• [AIM OF THE EXERCISE]
Which lines in the records below contain the word "surface", with case counting? Report every such line in full.

• [SUPPLIED ENTRIES]
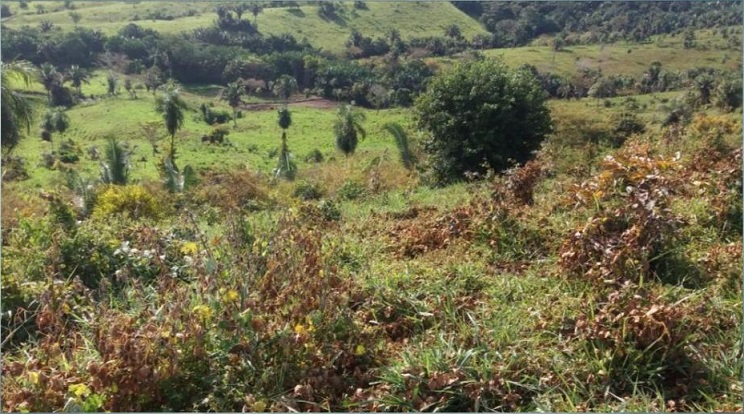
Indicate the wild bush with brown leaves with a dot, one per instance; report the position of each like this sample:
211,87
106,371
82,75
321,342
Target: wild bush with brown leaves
632,224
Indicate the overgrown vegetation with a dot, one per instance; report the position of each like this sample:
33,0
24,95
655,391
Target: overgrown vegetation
321,245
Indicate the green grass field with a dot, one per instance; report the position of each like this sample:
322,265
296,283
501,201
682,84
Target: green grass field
414,19
615,286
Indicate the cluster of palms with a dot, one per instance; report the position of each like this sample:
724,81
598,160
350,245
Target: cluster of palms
17,115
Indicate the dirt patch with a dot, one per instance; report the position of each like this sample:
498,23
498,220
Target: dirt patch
311,102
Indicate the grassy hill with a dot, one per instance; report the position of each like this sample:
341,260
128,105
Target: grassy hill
411,19
603,275
623,58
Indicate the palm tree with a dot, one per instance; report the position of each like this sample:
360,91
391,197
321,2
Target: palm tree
76,17
703,88
171,106
401,141
55,120
17,113
115,170
111,82
50,78
77,76
284,87
347,129
286,167
232,95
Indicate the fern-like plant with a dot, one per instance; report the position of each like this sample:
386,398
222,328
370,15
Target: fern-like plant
115,168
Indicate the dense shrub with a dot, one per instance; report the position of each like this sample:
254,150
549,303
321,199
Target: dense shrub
307,191
132,200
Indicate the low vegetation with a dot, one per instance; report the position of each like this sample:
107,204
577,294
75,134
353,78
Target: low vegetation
387,220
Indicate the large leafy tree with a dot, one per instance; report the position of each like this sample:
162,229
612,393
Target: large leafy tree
171,106
284,86
17,113
481,115
348,128
233,94
55,120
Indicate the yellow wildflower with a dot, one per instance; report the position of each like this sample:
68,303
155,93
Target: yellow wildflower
79,390
232,295
189,248
205,312
360,350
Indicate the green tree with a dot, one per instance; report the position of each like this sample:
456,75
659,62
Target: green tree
688,41
481,115
129,88
17,112
55,120
702,89
284,87
602,88
240,9
171,107
50,78
111,83
285,168
348,128
76,17
45,26
77,76
728,95
401,141
232,95
115,170
255,9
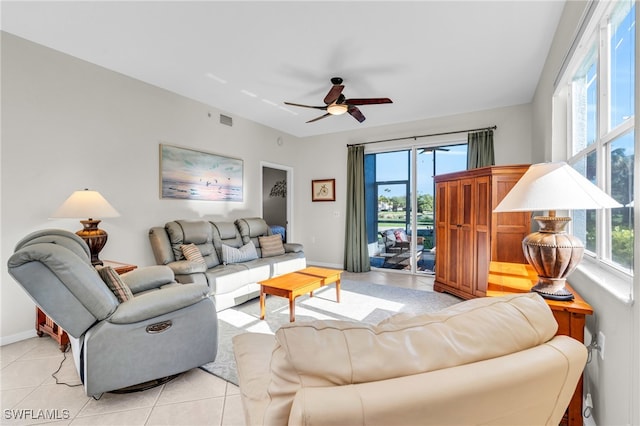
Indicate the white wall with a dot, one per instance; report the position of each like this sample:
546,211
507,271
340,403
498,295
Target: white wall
68,125
613,381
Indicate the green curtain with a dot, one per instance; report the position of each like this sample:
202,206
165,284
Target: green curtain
356,253
480,149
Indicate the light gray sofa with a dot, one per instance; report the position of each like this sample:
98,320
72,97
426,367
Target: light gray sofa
230,284
164,329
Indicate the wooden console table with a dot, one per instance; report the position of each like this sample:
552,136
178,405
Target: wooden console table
45,325
508,278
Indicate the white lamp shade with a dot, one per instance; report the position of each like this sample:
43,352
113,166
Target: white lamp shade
85,204
554,186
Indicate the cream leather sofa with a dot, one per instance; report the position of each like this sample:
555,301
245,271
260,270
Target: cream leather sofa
483,361
230,284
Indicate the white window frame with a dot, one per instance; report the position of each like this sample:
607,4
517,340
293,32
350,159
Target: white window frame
597,30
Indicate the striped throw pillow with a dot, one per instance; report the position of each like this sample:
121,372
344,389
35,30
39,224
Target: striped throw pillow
119,288
243,254
271,245
192,253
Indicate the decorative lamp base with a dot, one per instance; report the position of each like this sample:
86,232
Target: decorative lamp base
94,237
553,254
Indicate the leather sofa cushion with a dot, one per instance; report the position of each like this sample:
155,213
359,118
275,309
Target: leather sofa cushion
476,330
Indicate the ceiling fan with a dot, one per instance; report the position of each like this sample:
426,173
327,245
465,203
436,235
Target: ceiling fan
337,104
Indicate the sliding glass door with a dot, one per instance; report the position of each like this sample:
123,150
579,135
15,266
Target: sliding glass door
400,204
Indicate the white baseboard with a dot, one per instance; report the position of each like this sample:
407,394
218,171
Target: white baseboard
325,265
7,340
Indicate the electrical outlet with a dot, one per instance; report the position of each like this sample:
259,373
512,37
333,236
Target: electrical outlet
601,344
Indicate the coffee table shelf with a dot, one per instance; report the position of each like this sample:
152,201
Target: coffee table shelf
298,283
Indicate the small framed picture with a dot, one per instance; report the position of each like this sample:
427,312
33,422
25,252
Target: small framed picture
323,190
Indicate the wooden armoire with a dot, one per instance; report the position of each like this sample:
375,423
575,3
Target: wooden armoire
469,235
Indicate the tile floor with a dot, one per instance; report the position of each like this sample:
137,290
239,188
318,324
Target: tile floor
28,389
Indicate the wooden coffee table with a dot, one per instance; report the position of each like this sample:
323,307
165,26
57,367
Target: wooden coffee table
295,284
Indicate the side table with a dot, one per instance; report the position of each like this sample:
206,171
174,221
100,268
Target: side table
508,278
45,325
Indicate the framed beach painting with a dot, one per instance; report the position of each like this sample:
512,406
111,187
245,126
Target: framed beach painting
187,174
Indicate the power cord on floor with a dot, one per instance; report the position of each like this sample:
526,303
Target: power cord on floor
58,382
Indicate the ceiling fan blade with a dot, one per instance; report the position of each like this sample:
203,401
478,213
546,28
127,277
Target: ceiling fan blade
306,106
356,113
368,101
319,118
333,94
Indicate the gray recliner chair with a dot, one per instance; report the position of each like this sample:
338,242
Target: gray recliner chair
165,329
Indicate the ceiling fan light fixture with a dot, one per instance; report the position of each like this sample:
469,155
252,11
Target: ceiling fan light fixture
337,109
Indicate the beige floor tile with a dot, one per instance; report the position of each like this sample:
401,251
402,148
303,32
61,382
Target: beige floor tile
28,373
44,347
129,418
67,374
112,402
14,351
233,414
232,389
192,413
11,397
193,385
66,402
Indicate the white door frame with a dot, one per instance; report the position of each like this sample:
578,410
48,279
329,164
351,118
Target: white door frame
289,171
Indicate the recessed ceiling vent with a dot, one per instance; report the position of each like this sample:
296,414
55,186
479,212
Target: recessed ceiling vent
226,120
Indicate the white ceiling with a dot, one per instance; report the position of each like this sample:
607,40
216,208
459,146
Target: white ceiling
432,58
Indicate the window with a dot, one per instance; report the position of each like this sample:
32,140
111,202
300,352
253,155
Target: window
396,212
601,124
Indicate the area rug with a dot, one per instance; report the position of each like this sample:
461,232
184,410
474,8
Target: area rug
359,301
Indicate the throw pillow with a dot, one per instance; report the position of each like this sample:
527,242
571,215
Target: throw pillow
243,254
119,288
271,245
192,253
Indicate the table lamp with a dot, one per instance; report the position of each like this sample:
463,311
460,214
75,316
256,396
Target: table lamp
89,204
552,252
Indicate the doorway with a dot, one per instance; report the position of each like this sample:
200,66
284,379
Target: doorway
276,202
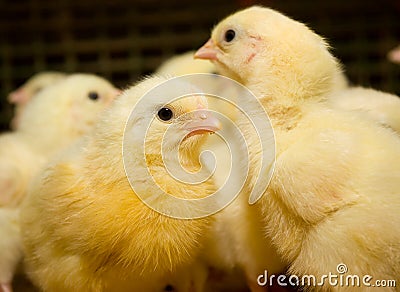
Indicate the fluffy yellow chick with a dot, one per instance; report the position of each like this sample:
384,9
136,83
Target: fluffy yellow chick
379,106
85,229
22,95
55,118
219,252
335,193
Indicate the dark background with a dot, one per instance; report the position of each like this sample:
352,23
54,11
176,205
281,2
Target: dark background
122,40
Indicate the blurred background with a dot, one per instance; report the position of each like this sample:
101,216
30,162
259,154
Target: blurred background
122,40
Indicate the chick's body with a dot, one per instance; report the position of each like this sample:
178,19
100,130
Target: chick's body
379,106
335,193
96,233
55,118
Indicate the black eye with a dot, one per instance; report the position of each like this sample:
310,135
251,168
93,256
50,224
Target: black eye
229,35
165,114
169,288
93,95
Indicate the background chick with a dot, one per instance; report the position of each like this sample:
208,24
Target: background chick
394,55
21,96
55,118
10,246
184,64
379,106
334,196
96,234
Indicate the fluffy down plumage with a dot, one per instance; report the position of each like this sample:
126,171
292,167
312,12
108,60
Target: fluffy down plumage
335,193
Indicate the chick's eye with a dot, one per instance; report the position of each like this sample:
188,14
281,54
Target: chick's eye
93,95
229,35
165,114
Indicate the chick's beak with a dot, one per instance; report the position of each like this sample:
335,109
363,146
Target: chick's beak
202,122
207,52
18,97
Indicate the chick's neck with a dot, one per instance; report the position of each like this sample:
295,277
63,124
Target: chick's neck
189,155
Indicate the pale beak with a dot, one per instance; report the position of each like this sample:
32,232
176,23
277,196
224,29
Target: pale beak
207,52
18,97
202,122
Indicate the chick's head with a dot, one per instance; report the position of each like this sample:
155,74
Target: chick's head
33,85
68,108
271,53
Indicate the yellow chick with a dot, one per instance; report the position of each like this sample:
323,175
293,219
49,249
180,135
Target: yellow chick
219,252
10,246
22,95
335,193
380,106
56,117
83,226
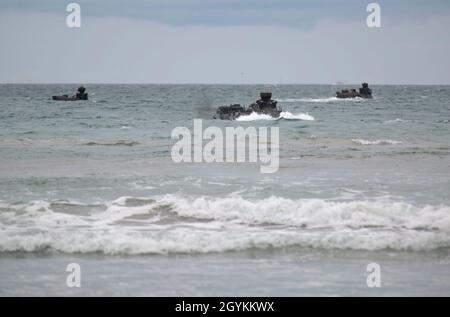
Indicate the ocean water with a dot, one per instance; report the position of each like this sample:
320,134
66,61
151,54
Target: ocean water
360,181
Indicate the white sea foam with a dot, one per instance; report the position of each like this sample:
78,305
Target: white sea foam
174,224
398,120
284,115
376,142
318,100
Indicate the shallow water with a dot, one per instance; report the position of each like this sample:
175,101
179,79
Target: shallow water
96,177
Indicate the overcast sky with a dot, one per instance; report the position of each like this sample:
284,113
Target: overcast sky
225,41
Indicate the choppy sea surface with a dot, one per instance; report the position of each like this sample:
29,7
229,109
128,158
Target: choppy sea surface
360,181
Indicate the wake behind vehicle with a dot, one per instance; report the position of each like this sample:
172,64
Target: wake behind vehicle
80,95
265,106
364,92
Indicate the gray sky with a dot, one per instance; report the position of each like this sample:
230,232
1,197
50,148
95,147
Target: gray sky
201,41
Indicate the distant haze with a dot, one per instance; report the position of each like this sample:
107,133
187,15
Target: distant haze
173,46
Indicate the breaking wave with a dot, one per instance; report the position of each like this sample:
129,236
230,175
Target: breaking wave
178,224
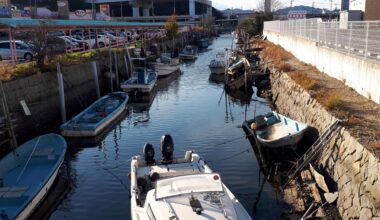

• [ANSWER TO THE EXERCISE]
Indicate the choppy sea surface with a dot, one per instance; report the position of each like this sample:
Target: choppy sea surface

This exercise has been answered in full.